Significant latency and impaired user experience impacting Event App

Incident Report for Swapcard

Postmortem

We are ready to furnish a comprehensive post-incident analysis concerning a service disruption that affected our Event App product. In the course of this incident, Event App users encounter significant latency and impaired user experience leading to “Stay tuned” unavailability pages and potentially causing “Oops, something went wrong” during the login phase.

The purpose of this post-mortem is to share insights into our initial assessment of the situation, as communicated on the Swapcard status page, and to outline the corrective actions we've taken to restore normal service.

Incident Overview

‌

In the first week of November, we identified a technical issue that initially went unnoticed by our internal monitoring system. Typically, incidents of this nature are promptly detected by our automated monitoring system, but this time, it wasn't the case. This delayed the reporting on our status page. We became aware of the incident after receiving reports of service unavailability during a specific timeframe. The Swapcard Response Team promptly addressed this concern by conducting a thorough investigation into the reported timeline.

================================

**Complete the following**
A: Answer these questions about the Swapcard incident report:
(i) Which unavailability page did Event App users encounter?
(ii) Where was the initial assessment of the situation communicated?
(iii) In what period was the technical issue identified?
B: Can you repeat the passage of the Swapcard incident report that begins at the words "Significant latency and impaired user experience impacting" and stops after "the login phase."?
The material is drawn from a separate source, unrelated to the Swapcard incident report.

**Listed entries**
================================

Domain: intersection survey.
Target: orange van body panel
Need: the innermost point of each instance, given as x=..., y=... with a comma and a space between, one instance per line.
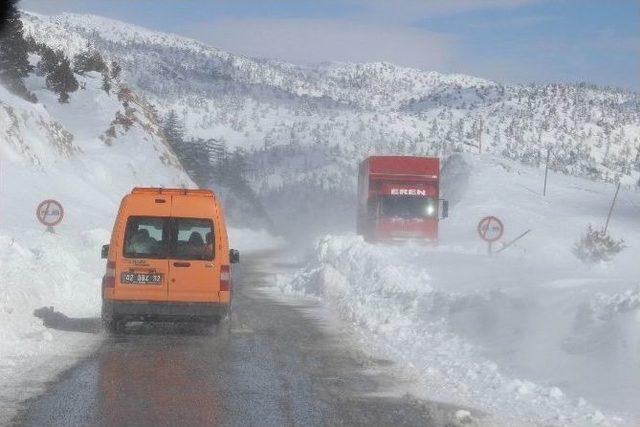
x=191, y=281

================================

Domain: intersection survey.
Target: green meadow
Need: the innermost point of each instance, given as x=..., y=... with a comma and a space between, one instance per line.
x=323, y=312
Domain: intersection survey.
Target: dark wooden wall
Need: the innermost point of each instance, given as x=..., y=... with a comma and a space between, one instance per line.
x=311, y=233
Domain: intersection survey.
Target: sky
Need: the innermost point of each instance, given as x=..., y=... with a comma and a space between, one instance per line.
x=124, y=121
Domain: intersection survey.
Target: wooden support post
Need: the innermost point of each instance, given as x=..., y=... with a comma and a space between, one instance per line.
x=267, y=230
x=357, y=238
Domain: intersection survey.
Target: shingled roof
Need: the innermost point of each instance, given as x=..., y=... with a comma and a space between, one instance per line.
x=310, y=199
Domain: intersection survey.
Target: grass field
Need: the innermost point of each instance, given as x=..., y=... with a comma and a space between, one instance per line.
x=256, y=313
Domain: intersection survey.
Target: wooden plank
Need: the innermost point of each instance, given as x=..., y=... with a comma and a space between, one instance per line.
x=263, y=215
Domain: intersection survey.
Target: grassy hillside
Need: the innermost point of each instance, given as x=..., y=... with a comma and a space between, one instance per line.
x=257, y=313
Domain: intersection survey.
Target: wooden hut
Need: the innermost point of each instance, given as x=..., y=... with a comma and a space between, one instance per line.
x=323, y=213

================================

**Answer set**
A:
(i) The "Stay tuned" unavailability page.
(ii) On the Swapcard status page.
(iii) In the first week of November.

B:
Significant latency and impaired user experience impacting Event App

Incident Report for Swapcard

Postmortem

We are ready to furnish a comprehensive post-incident analysis concerning a service disruption that affected our Event App product. In the course of this incident, Event App users encounter significant latency and impaired user experience leading to “Stay tuned” unavailability pages and potentially causing “Oops, something went wrong” during the login phase.